**SHORT TASK:** Write the lines of the records from the line with "Return one point per instance of the glass entrance" to the line with "pixel 596 414" as a JSON list of strings, one string per line and no blank lines.

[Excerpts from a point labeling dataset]

* * * * * * * * *

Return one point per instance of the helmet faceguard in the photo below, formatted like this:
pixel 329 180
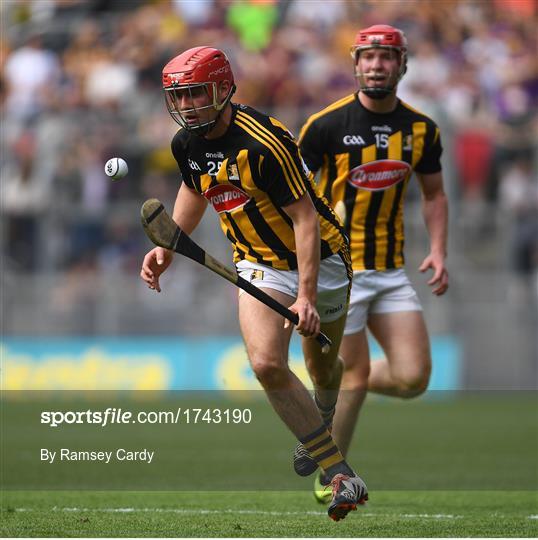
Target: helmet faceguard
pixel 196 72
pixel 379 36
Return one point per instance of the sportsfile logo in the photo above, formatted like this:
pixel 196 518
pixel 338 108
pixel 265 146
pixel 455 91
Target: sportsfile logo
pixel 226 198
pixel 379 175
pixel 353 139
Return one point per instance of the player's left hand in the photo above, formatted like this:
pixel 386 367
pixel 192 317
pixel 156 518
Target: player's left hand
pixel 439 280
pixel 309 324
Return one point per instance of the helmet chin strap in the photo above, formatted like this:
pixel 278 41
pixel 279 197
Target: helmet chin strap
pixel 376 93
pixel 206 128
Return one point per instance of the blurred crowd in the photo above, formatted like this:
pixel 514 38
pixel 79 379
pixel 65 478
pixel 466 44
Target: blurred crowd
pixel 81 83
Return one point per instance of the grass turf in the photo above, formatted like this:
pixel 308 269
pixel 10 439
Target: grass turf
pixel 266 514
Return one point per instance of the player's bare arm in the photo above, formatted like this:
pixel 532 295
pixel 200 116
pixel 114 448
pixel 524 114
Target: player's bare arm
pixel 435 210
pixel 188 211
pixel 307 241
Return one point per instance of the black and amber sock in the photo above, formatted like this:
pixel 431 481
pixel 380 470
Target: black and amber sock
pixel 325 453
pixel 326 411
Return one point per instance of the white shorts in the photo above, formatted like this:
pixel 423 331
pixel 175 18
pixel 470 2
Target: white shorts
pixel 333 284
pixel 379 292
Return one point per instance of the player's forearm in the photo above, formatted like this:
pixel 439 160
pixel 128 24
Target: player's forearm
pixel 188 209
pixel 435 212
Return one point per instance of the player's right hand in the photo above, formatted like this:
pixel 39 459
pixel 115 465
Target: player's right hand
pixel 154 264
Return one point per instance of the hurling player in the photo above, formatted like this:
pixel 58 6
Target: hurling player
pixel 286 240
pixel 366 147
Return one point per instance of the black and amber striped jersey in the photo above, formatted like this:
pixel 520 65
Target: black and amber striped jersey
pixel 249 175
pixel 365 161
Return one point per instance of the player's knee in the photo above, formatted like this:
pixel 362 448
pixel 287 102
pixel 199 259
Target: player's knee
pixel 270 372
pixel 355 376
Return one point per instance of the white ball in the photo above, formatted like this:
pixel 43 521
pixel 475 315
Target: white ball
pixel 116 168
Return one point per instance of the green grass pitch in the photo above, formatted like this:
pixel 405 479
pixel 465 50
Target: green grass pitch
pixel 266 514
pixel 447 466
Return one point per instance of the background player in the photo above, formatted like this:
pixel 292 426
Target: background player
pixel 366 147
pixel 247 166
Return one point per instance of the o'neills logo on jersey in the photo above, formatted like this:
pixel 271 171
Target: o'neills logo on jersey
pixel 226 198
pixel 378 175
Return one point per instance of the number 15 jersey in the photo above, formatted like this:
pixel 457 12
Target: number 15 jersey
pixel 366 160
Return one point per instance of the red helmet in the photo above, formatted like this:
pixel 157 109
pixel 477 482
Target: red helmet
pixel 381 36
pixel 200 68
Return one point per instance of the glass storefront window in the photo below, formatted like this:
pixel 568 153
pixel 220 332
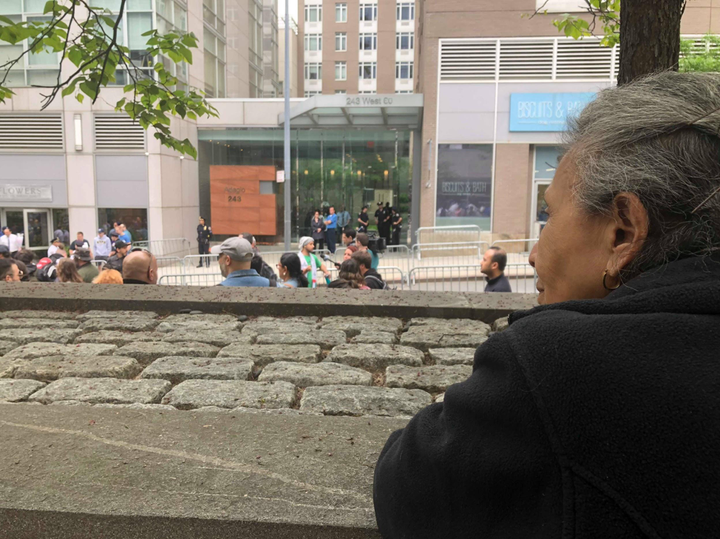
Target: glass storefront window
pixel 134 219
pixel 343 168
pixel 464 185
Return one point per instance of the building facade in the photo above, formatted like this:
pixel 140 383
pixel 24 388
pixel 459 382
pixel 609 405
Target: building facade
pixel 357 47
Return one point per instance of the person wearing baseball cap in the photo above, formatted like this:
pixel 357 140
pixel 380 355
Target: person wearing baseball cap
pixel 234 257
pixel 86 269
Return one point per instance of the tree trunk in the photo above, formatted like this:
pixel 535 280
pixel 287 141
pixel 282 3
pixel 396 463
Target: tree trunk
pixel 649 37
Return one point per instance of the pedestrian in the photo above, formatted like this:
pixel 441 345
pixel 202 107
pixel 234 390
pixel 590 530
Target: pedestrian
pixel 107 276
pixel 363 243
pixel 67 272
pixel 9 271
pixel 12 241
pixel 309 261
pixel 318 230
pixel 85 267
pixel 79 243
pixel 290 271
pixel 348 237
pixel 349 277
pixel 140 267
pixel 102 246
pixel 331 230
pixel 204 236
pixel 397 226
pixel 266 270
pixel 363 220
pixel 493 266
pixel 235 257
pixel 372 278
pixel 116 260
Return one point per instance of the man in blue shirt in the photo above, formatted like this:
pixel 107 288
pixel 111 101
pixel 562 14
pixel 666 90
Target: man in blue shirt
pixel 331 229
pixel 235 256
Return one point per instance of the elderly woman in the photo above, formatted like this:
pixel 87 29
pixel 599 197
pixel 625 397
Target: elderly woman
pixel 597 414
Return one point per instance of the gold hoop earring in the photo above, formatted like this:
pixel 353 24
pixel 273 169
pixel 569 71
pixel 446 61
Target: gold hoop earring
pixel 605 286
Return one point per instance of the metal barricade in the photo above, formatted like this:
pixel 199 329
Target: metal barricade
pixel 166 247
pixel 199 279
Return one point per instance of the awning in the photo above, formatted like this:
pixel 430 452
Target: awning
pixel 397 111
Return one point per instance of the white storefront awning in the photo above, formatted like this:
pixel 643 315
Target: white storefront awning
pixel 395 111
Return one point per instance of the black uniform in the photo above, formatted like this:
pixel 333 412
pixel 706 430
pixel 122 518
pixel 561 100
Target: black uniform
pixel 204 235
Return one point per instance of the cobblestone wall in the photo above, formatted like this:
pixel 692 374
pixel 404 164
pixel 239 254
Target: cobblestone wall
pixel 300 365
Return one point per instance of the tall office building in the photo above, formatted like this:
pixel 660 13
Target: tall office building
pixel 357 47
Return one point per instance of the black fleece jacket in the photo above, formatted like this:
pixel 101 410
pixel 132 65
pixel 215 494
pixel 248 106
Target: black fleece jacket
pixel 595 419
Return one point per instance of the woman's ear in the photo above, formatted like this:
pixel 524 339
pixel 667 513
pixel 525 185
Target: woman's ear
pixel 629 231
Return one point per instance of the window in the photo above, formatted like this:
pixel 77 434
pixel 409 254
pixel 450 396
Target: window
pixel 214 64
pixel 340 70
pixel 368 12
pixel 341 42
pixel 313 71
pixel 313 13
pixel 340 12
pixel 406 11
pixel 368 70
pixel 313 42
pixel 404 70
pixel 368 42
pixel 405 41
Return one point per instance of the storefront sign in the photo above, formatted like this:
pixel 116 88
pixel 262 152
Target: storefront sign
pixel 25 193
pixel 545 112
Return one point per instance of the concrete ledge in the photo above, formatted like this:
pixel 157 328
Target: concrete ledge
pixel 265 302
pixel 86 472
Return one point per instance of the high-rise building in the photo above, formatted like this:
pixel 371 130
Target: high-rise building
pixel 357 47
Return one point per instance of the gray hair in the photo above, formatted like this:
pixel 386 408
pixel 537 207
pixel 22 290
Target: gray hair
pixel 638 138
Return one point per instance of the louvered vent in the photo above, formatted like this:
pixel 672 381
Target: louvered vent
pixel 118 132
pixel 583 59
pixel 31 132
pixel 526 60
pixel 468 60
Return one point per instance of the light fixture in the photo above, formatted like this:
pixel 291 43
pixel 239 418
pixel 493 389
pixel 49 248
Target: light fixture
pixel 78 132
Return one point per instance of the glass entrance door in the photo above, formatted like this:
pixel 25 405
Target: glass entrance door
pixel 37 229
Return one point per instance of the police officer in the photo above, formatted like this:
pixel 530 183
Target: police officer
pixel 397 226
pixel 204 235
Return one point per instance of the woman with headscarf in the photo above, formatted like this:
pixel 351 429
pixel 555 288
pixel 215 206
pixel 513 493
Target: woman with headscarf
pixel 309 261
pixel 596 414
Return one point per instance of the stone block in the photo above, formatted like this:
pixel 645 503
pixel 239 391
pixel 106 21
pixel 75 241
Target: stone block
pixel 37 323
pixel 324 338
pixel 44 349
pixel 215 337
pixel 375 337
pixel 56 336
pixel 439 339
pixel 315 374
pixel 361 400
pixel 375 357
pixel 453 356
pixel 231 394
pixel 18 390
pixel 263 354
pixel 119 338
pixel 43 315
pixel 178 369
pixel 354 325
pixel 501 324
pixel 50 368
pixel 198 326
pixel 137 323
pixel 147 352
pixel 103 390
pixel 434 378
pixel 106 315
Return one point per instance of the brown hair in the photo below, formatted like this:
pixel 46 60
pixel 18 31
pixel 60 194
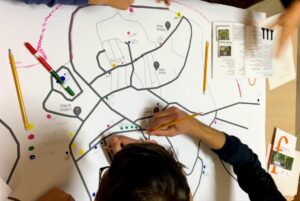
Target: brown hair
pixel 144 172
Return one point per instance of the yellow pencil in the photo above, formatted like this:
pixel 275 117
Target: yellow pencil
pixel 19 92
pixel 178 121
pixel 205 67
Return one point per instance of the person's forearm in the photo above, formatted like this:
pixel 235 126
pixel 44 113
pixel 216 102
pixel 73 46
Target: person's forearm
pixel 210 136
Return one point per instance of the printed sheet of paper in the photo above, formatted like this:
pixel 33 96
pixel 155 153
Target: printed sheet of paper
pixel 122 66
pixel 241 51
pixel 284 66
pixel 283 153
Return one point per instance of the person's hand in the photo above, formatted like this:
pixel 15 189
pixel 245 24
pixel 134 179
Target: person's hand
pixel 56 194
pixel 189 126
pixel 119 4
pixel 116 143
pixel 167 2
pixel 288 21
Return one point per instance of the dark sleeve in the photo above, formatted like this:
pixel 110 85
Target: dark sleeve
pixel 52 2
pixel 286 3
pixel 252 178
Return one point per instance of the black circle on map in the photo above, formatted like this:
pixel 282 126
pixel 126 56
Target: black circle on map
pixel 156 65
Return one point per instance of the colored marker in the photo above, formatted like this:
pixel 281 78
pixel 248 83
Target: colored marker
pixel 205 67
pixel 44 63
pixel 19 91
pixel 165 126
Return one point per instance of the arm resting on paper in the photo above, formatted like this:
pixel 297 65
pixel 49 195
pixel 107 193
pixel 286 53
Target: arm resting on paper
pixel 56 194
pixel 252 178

* * * * * * * * *

**EXERCISE SOLUTION:**
[
  "Return one point per instance of the glass entrance door in the photo above, formatted like this:",
  "pixel 25 405",
  "Target: glass entrance door",
  "pixel 37 229",
  "Return one point per instance of the police officer in the photo above, formatted like this:",
  "pixel 530 183",
  "Target: police officer",
  "pixel 397 226",
  "pixel 204 235",
  "Return one point per instance of the woman with headscarf in the photo above, formatted like this:",
  "pixel 351 429",
  "pixel 555 288",
  "pixel 215 206",
  "pixel 513 493",
  "Target: woman with headscarf",
  "pixel 309 261",
  "pixel 596 414"
]